* **引用文**:
南アルプス連峰が間近にそびえる長野県の大鹿村。この村には江戸時代に発祥する村歌舞伎の伝統が受け継がれてきました。あの竹下政権下の「ふるさと創成事業」では、豪華な歌舞伎衣装を新調して今も村の財産として村民の目を楽しませているというほどの村歌舞伎の古里なのです。
映画『大鹿村騒動記』はこの小さな村の伝統を基に、晴れの舞台をめぐって人々が織り成す悲喜交々を大人のユーモアと遊び心で描き出した群像劇の佳品といえます。

映画は公演5日前から説き起こされ公演本番までを描いていく。最終的には大団円を迎える群像劇としてのパターンを踏み外すことはないという点で予定調和の作品には違いありませんが、ここまできっちりと「調和」させてくれるなら文句をつける方が野暮というものでしょう。

冒頭、紅葉色づく山沿いに進んで行くバスからの主観ショットで、この映画の舞台=祝祭的空間の孤絶性が示されます。けれどもそんな村にもリニア中央新幹線の駅建設話が持ち上がっている。歴史と伝統と自然のみに囲まれた無垢の土地でもないことがこの後のシークエンスで提示されるのです。
土木業を営む計画推進派の権三(石橋蓮司)、若者が出ていくだけと反対している野菜農家の満(小倉一郎)、なだめ役に回る商店主の玄一郎(でんでん)。立場によって意見は異なるものの、いずれも村歌舞伎の役者たち。鹿料理店「ディア・イーター」を一人で切り盛りしている風祭善(原田芳雄)は花形役者らしく「早く芝居の稽古しようよ」と議論には関心を示しません。

稽古が始まったと思ったらそこに現われたのが、善の女房・貴子(大楠道代)と幼なじみの治(岸部一徳)。二人は18年前に駆け落ちして、善の前から姿を消していたのでした。
「ごめん、どうしようもなくて……返す」
貴子は認知症を煩い、自分が駆け落ちしたことさえ忘れてしまっている。「目ん玉くり抜いてやる」と治に殴りかかる善でしたが、貴子に水をぶっかけられて争いは水入り。治もそのまま村に居残り、役者の面々はリニア新幹線の意見対立がもとで俺は降りるのあんな奴とは一緒にやれないだのと騒動の種は尽きません。

このほか中堅・若手の役どころも実力派揃い。村役場の総務課職員・美江(松たか子)は東京に出て行った彼氏と煮え切らない関係が続き、そんな彼女に思いを寄せている風なのが歌舞伎では女形を演じているバス運転手の一平(佐藤浩市)。ディア・イーターに住み込みのバイトにやってくるワケアリの雷音(冨浦智嗣)、廻り舞台を縁の下で動かすイケメン郵便局員(瑛太)などなど、彼らの存在も騒動に彩りを添えます。

* **課題**: 引用文によると、野菜農家の満はリニア中央新幹線の駅建設の話に反対しています。その理由を一文で説明しなさい。

* **提示データ**:
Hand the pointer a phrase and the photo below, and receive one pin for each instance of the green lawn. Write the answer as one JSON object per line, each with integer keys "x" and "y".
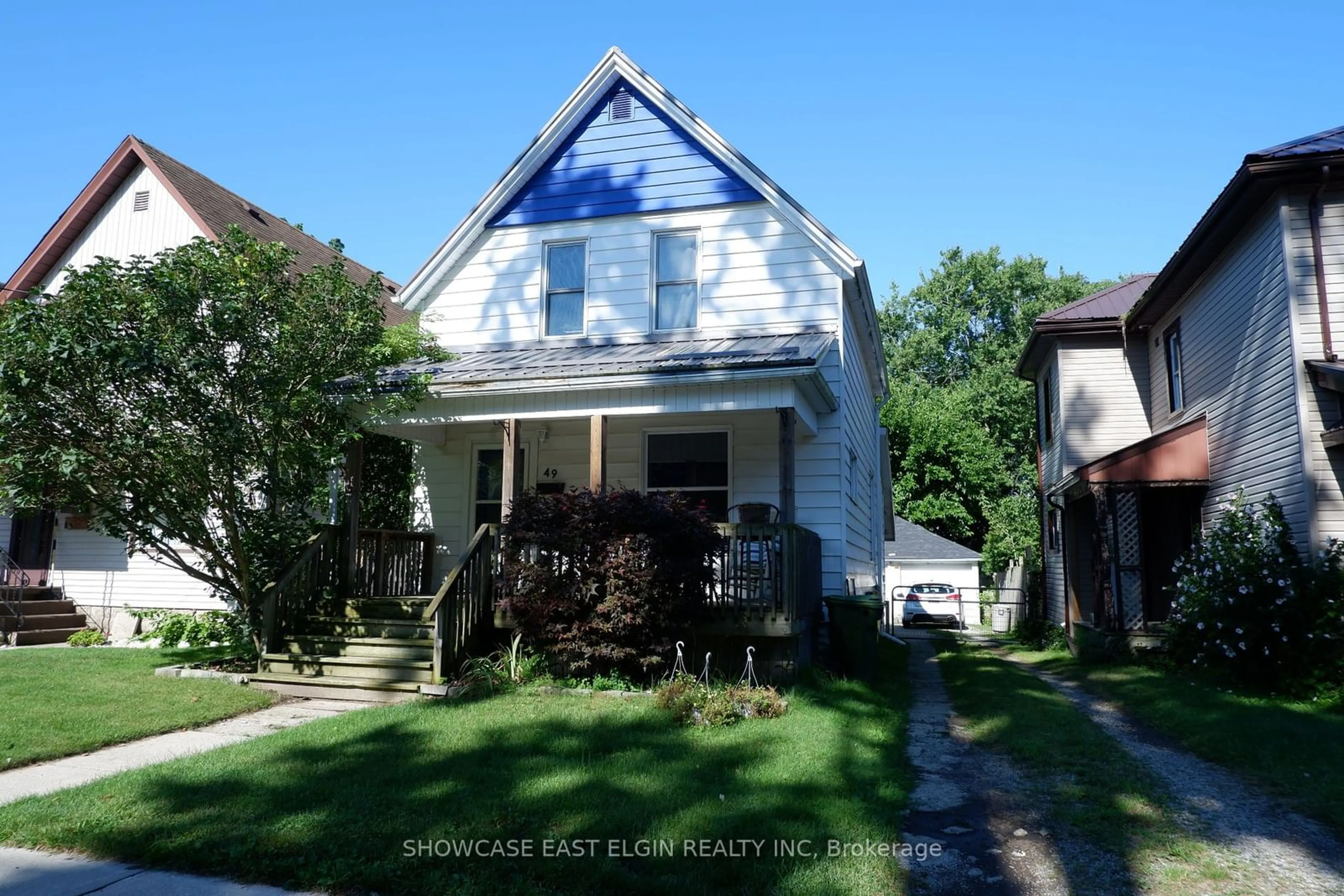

* **解答**: 駅ができても若者が村から出ていくだけだと考えているからです。